* Begin *

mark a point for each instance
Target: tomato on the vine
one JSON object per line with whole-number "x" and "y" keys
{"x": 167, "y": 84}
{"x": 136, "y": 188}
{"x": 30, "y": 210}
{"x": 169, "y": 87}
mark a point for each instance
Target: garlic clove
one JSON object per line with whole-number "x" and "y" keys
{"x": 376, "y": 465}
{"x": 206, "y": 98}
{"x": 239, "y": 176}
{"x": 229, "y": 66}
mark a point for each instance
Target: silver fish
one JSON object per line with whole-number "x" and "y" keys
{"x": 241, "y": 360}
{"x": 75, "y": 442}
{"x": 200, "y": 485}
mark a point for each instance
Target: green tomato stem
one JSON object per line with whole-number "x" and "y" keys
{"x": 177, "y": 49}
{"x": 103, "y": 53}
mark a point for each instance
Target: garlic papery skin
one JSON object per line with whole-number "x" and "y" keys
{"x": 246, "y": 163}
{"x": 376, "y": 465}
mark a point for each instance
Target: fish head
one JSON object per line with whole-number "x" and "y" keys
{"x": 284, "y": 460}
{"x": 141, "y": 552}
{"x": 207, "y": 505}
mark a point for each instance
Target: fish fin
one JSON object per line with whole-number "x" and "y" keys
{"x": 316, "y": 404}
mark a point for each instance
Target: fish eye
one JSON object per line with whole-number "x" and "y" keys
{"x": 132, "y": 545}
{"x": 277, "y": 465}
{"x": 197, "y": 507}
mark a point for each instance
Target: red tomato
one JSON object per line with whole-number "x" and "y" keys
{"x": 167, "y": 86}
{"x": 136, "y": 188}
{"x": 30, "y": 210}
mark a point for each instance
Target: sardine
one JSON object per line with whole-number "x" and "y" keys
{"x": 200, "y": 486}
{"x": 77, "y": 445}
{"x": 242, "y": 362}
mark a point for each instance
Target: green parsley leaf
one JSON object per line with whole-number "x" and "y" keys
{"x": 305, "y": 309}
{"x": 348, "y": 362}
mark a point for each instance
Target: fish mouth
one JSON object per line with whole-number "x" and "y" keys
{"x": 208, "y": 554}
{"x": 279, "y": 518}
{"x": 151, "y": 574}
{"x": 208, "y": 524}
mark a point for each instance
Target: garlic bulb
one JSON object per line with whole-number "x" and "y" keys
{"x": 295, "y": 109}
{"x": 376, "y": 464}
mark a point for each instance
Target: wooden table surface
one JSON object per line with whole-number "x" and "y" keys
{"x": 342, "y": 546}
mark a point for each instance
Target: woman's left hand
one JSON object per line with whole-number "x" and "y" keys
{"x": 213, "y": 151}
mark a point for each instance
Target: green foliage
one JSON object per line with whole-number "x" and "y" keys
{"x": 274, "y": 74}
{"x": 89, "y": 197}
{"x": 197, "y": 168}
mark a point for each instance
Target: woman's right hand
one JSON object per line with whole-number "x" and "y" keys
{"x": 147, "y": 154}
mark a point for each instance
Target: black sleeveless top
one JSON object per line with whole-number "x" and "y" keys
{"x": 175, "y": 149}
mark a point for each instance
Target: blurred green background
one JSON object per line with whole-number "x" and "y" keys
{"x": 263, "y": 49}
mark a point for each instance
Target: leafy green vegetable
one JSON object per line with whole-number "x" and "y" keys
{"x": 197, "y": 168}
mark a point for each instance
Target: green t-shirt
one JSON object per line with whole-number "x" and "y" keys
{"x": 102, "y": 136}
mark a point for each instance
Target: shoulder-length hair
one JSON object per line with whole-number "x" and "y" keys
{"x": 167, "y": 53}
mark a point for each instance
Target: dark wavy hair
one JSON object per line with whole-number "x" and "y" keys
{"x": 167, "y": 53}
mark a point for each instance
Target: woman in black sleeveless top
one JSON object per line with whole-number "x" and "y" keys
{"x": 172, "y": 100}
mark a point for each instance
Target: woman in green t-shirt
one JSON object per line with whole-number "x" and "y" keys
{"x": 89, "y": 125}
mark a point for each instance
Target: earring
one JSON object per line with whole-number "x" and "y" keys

* End *

**Problem to solve:** Show every line of the material above that contains the string "woman".

**Full solution:**
Target: woman's left hand
Target: woman's right hand
Target: woman in black sleeveless top
Target: woman in green t-shirt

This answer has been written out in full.